• _TASK DETAILS_: Here are some records. Transcribe all of them exactly.

• _Natural language region descriptions_:

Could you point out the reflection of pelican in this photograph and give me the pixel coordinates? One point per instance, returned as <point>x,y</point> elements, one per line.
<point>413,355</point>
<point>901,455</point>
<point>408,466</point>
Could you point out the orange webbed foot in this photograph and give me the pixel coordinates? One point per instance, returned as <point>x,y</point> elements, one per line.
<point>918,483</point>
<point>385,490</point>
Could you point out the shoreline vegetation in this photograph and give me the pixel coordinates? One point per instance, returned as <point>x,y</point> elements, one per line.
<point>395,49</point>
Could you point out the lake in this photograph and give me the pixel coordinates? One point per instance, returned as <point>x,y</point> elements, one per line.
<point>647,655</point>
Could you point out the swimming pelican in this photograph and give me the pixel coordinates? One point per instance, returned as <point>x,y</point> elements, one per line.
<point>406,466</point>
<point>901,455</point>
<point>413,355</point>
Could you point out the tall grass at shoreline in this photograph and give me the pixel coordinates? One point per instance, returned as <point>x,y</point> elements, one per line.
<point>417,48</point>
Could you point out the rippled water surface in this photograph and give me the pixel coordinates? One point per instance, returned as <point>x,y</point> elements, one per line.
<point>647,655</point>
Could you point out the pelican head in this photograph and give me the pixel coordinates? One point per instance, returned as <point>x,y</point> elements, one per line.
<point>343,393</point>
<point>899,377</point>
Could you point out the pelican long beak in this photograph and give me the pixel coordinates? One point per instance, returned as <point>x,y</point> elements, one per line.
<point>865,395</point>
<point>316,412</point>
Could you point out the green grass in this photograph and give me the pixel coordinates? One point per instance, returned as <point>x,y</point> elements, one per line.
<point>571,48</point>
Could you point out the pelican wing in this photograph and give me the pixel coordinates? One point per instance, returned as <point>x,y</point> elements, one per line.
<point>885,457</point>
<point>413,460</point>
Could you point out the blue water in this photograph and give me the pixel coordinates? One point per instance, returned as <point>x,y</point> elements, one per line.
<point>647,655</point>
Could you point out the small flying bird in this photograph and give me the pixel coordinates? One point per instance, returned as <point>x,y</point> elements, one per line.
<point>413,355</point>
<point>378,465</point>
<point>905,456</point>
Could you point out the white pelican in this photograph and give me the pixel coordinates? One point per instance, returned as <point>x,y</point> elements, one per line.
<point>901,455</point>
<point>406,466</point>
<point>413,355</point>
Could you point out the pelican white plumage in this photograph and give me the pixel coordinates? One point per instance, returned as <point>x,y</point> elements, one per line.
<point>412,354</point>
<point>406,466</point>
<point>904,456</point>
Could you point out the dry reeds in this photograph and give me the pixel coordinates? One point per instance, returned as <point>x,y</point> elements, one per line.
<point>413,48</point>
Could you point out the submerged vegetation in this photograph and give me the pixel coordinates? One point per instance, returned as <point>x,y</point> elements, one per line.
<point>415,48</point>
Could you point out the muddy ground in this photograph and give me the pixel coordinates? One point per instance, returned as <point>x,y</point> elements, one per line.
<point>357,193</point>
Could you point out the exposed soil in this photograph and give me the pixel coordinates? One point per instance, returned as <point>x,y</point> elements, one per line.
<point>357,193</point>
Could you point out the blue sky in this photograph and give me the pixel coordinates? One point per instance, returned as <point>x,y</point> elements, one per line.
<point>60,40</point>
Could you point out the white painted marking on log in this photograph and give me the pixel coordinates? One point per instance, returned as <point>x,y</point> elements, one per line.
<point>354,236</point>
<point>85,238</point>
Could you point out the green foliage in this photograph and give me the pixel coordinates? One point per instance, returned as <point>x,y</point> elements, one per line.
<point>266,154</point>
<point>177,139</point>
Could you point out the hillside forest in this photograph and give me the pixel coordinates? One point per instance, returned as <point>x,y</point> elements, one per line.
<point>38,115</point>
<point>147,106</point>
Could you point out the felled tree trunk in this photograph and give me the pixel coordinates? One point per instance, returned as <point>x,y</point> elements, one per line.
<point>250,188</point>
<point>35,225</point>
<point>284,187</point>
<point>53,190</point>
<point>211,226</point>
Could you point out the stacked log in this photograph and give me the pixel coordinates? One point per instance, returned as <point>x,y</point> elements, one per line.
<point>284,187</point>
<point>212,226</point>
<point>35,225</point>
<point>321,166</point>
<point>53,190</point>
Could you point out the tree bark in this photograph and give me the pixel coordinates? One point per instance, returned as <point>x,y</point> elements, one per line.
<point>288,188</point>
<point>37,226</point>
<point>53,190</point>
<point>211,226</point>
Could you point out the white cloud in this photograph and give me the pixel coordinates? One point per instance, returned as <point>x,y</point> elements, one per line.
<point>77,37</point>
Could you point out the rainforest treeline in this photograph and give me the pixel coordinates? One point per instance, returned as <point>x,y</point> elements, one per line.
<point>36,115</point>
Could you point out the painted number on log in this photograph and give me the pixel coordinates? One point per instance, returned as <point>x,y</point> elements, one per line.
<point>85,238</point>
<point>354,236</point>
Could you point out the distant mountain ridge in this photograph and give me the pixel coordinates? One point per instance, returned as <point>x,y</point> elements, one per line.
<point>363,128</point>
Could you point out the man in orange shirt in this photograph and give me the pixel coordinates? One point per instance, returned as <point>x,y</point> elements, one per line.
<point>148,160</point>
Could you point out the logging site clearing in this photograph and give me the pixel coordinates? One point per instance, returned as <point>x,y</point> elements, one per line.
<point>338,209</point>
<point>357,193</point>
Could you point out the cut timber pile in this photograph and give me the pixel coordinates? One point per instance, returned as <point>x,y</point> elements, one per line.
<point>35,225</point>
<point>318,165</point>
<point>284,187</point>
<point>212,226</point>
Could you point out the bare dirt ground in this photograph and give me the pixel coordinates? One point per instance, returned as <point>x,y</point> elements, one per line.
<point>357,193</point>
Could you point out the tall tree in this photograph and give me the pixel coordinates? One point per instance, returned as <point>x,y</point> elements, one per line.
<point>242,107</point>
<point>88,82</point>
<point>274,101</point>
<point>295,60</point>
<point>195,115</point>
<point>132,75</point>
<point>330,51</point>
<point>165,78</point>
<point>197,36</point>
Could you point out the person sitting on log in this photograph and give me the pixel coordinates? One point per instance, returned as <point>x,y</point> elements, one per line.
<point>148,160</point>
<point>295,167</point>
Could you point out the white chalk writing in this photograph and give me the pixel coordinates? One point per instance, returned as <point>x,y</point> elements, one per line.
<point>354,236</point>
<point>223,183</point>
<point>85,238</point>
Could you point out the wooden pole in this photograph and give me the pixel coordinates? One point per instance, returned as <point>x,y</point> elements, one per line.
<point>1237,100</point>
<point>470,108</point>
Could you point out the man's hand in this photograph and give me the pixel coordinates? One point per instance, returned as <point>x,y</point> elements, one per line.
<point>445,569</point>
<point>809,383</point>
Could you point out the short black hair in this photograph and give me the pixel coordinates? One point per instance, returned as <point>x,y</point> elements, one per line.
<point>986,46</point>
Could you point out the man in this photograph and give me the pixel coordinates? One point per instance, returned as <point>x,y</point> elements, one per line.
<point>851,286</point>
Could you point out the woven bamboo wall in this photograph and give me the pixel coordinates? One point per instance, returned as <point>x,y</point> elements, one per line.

• _RESPONSE BOX_:
Could you point out the reflection of pelican in this photograph and give me the pixel coordinates? One point per instance, returned as <point>x,y</point> elements, one per line.
<point>413,355</point>
<point>901,455</point>
<point>408,466</point>
Could you point out the orange webbed foot in this photograph and give me the pixel coordinates? One point per instance, returned as <point>x,y</point> elements, one per line.
<point>918,483</point>
<point>385,490</point>
Could you point out the shoreline vegetation in this photograph and give me the pixel coordinates? One point per instance, returned as <point>x,y</point> elements, one per line.
<point>395,49</point>
Could you point out the lake in this photograph and give me the pixel coordinates? One point per instance, returned as <point>x,y</point> elements, one per line.
<point>647,655</point>
Could you point out the swimming pelican in this photograph and give me the pixel coordinates? One point per instance, returned as <point>x,y</point> elements, one per line.
<point>406,466</point>
<point>901,455</point>
<point>413,355</point>
Could you point out the tall grass at shoreline in this photograph and give me the pixel coordinates? One point per instance, returned as <point>x,y</point> elements, one per line.
<point>417,48</point>
Could you point out the rippled water surface in this photograph and give me the pixel coordinates? One point per instance, returned as <point>x,y</point> elements, one per line.
<point>647,655</point>
Could you point out the pelican head in this photograph and give me the pixel coordinates? One point per instance, returned as <point>x,y</point> elements, one per line.
<point>343,393</point>
<point>899,377</point>
Could you point out the pelican long beak in this photograph and give me the pixel coordinates? One point per instance, returned as <point>x,y</point> elements, one per line.
<point>865,395</point>
<point>316,412</point>
Could you point out the green grass in this photograph and give me the pixel coordinates? One point per instance, returned as <point>x,y</point> elements, one per line.
<point>571,48</point>
Could you point out the pelican wing in this photograph and give me the pixel coordinates? One point per instance, returned as <point>x,y</point> elements, one per line.
<point>885,457</point>
<point>413,460</point>
Could you point out the blue water in this photograph and give me the pixel coordinates? One point per instance, returned as <point>x,y</point> elements, one per line.
<point>647,655</point>
Could you point out the small flying bird in this photograph and give me the pixel coordinates? One point per instance, returned as <point>x,y</point> elements, one per line.
<point>413,355</point>
<point>378,465</point>
<point>905,456</point>
Could you point out the white pelican in this photograph and give me the pixel coordinates? One point per instance, returned as <point>x,y</point> elements, one per line.
<point>901,455</point>
<point>406,466</point>
<point>413,355</point>
Could you point out the pelican white plumage in this photograph and give me the pixel coordinates? One point per instance, returned as <point>x,y</point> elements, one per line.
<point>412,354</point>
<point>406,466</point>
<point>904,456</point>
Could you point out the dry reeds in this photograph and give me the pixel coordinates? One point per instance, returned as <point>x,y</point> elements, one per line.
<point>413,48</point>
Could you point out the submerged vegetation in this photograph and give me the pixel coordinates? One point per instance, returned as <point>x,y</point> elements, one per line.
<point>415,48</point>
Could you point out the muddy ground in this photograph and give me the pixel coordinates? One point per instance, returned as <point>x,y</point> elements, one per line.
<point>357,193</point>
Could you point out the exposed soil in this photograph and give me the pixel coordinates? One point per instance, returned as <point>x,y</point> elements, one per line.
<point>357,193</point>
Could you point out the blue sky in this photograph and give me the pixel coordinates? One point per instance, returned as <point>x,y</point> elements, one per line.
<point>60,40</point>
Could you point out the white painted marking on log in this photograph and give me the pixel coordinates? One point per instance, returned as <point>x,y</point> elements, one per line.
<point>354,236</point>
<point>85,238</point>
Could you point out the green foliage in this photograph and give me the pixel coordinates? One point per instance, returned as <point>x,y</point> elements, one per line.
<point>266,154</point>
<point>177,139</point>
Could you point out the hillside forest in this photograph and give me the pixel coordinates? One point per instance, returned as <point>x,y</point> elements, one per line.
<point>38,115</point>
<point>147,106</point>
Could you point out the felled tree trunk in this photograph and give me the pixel coordinates? One point per instance, returned as <point>x,y</point> elements, one per line.
<point>250,188</point>
<point>35,225</point>
<point>284,187</point>
<point>53,190</point>
<point>211,226</point>
Could you point out the stacked log in this photograph and give me the pixel coordinates? One point per instance, returned as <point>x,y</point> elements, one per line.
<point>284,187</point>
<point>212,226</point>
<point>35,225</point>
<point>321,166</point>
<point>53,190</point>
Could you point out the tree bark in this photograph and give me the pixel coordinates? One point per instance, returned as <point>x,y</point> elements, one per line.
<point>288,188</point>
<point>37,226</point>
<point>53,190</point>
<point>211,226</point>
Could you point out the white cloud in this photograph and give me the pixel coordinates? One point per instance, returned as <point>x,y</point> elements, one per line.
<point>77,37</point>
Could you point out the rainforest treeline in this photograph and give me the pixel coordinates? One point per instance, returned as <point>x,y</point> elements, one per line.
<point>36,115</point>
Could you point out the painted number on log in this photograph and give me the pixel coordinates? One point per instance, returned as <point>x,y</point> elements, one per line.
<point>85,238</point>
<point>354,236</point>
Could you point out the distant mountain ridge in this photograph and give me the pixel coordinates? One point per instance, returned as <point>x,y</point> elements, one per line.
<point>363,128</point>
Could you point out the man in orange shirt in this photograph and give me the pixel coordinates? One point per instance, returned as <point>x,y</point> elements, one per line.
<point>148,160</point>
Could you point out the logging site clearing in this photograph and give me the pixel coordinates? One point per instance, returned as <point>x,y</point> elements, one per line.
<point>338,209</point>
<point>357,193</point>
Could you point out the cut timber pile in this photograph and give me the pixel coordinates? One point per instance, returned as <point>x,y</point> elements, one per line.
<point>35,225</point>
<point>318,165</point>
<point>284,187</point>
<point>212,226</point>
Could you point out the bare dirt ground in this photograph and give me the pixel coordinates? One point per instance, returned as <point>x,y</point> elements, one per line.
<point>357,193</point>
Could you point out the tall tree in this photograph and give me the pixel coordinates? One point per instance, returned as <point>x,y</point> elements, one per line.
<point>242,107</point>
<point>88,82</point>
<point>274,101</point>
<point>295,60</point>
<point>195,115</point>
<point>132,75</point>
<point>330,51</point>
<point>165,78</point>
<point>197,36</point>
Could you point out the person sitting on log in this photograph and give me the pixel coordinates? One point per instance, returned as <point>x,y</point> elements, one per line.
<point>148,160</point>
<point>295,167</point>
Could you point out the white chalk writing in this photograph and give me the pixel coordinates? One point per instance, returned as <point>x,y</point> elements, one per line.
<point>354,236</point>
<point>223,183</point>
<point>85,238</point>
Could you point out the wooden pole in this photograph and give me the pixel coordinates? One point per instance, returned as <point>x,y</point> elements, one per line.
<point>1237,100</point>
<point>470,108</point>
Could you point out the man's hand in this photograph and give me the pixel coordinates? One point per instance, returned as <point>x,y</point> elements, one per line.
<point>445,569</point>
<point>809,383</point>
Could you point out the short black hair in this photograph and give me the pixel coordinates? One point per instance, returned as <point>x,y</point> elements, one per line.
<point>986,46</point>
Could you point out the man in this photograph and give me the pixel coordinates? One point per instance, returned as <point>x,y</point> elements, one per line.
<point>851,286</point>
Could you point out the woven bamboo wall in this photograph and give me the pixel coordinates? One point per instance, returned as <point>x,y</point> elements, one per line.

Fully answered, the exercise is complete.